◆ **TEXT PASSAGE**:
• • •
A HAWK AND A HACKSAW

With Dark Dark Dark and Pillars and Tongues at Brighton Music Hall, Sunday at 9 p.m. Tickets: $14. 617-876-4275. www.worldmusic.org

Jeremy Barnes won’t mind if you call him quixotic.

In fact, he will take it as a compliment. Like Don Quixote, whose adventures in the Cervantes epic birthed the adjective, Barnes set out long ago on an oddball yet high-minded adventure as the accordionist and co-leader of the New Mexico band A Hawk and a Hacksaw.

For Quixote, it meant tilting at windmills. For Barnes, a veteran of the ’90s indie band Neutral Milk Hotel, it meant starting anew in 2000 while living in a small town in France and recording an album based on obscure folk music from the Balkan region - for the sole and simple reason that it fascinated him.

A decade later, Barnes’s venture, whose quirky name (often shortened to AHAAH) picks up on quotes from Cervantes and Shakespeare, has shown sticking power that he never anticipated. Now a duo with violinist Heather Trost, plus a shifting cast of American and European musicians, the group has put out six albums, toured widely, and found its voice in a landscape of Balkan-influenced acts that includes Gogol Bordello, Balkan Beat Box, and Slavic Soul Party!

The band’s new album, behind which AHAAH plays at the Brighton Music Hall on Sunday, is called “Cervantine.’’ Another Cervantes reference, and, Barnes says recently from a tour stop in New York, for good reason.

“Reading the book and seeing the character inspired me,’’ Barnes says of Quixote. “He will never become the knight errant that he wants to be. But he creates his own noble character and goes on a completely different path. I felt this affinity to him.’’

His quest led Barnes first to visit remote villages in northern Romania. Later, he and Trost, whom he befriended over a shared appreciation for Bela Bartok, spent two years living and playing music in Hungary. Having immersed themselves in the music of Greece, Turkey, Bulgaria, and Serbia as well, they are now weaving in Mexican brass sounds on “Cervantine.’’

One song, “Española Kolo,’’ is imagined as a tribute to the gritty New Mexico town of Española, but it’s performed with the cadence and bass lines of Serbian folk dance.
• • •
◆ **RECORD EXTRACTS**:

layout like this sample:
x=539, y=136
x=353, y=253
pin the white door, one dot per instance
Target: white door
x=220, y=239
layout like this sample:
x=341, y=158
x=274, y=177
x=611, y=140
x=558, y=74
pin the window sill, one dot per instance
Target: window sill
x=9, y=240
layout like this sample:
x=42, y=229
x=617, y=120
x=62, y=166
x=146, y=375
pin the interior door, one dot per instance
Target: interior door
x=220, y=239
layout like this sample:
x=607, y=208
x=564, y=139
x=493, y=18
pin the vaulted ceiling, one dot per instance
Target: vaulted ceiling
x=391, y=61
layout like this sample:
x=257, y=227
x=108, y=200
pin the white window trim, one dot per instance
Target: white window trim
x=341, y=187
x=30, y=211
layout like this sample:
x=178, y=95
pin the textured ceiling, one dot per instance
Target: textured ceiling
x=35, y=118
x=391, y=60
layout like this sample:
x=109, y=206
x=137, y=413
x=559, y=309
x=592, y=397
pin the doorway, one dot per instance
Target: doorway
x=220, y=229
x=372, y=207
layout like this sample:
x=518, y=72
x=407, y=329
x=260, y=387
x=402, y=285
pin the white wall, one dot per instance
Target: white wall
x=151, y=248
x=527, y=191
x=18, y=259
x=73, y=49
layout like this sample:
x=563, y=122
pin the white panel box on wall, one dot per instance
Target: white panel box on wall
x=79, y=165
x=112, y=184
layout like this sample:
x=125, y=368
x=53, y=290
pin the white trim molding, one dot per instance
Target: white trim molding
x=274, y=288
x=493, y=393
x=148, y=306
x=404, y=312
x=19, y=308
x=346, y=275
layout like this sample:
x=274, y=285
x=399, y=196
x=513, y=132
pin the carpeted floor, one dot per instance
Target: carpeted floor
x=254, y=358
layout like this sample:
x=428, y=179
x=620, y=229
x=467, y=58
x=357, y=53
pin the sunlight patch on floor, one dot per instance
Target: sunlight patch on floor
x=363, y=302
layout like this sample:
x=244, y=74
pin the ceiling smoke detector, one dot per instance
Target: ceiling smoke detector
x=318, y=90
• • •
◆ **EXERCISE TASKS**:
A) In the article about A Hawk and a Hacksaw, why does the band's new album carry another Cervantes reference in its title?
B) Copy the listing without changes, beginning at its first line and stopping after the line that contains "x=391, y=60".

◆ **TASK RESULTS**:
A) Barnes says reading the book and seeing Don Quixote inspired him. Quixote never becomes the knight errant he wants to be, but he creates his own noble character and goes on a completely different path, and Barnes felt an affinity to him.

B)
layout like this sample:
x=539, y=136
x=353, y=253
pin the white door, one dot per instance
Target: white door
x=220, y=239
layout like this sample:
x=341, y=158
x=274, y=177
x=611, y=140
x=558, y=74
pin the window sill, one dot per instance
Target: window sill
x=9, y=240
layout like this sample:
x=42, y=229
x=617, y=120
x=62, y=166
x=146, y=375
pin the interior door, one dot per instance
Target: interior door
x=220, y=239
layout like this sample:
x=607, y=208
x=564, y=139
x=493, y=18
pin the vaulted ceiling, one dot per instance
Target: vaulted ceiling
x=391, y=61
layout like this sample:
x=257, y=227
x=108, y=200
pin the white window trim, one dot per instance
Target: white window trim
x=341, y=187
x=30, y=211
layout like this sample:
x=178, y=95
pin the textured ceiling, one dot per instance
Target: textured ceiling
x=35, y=118
x=391, y=60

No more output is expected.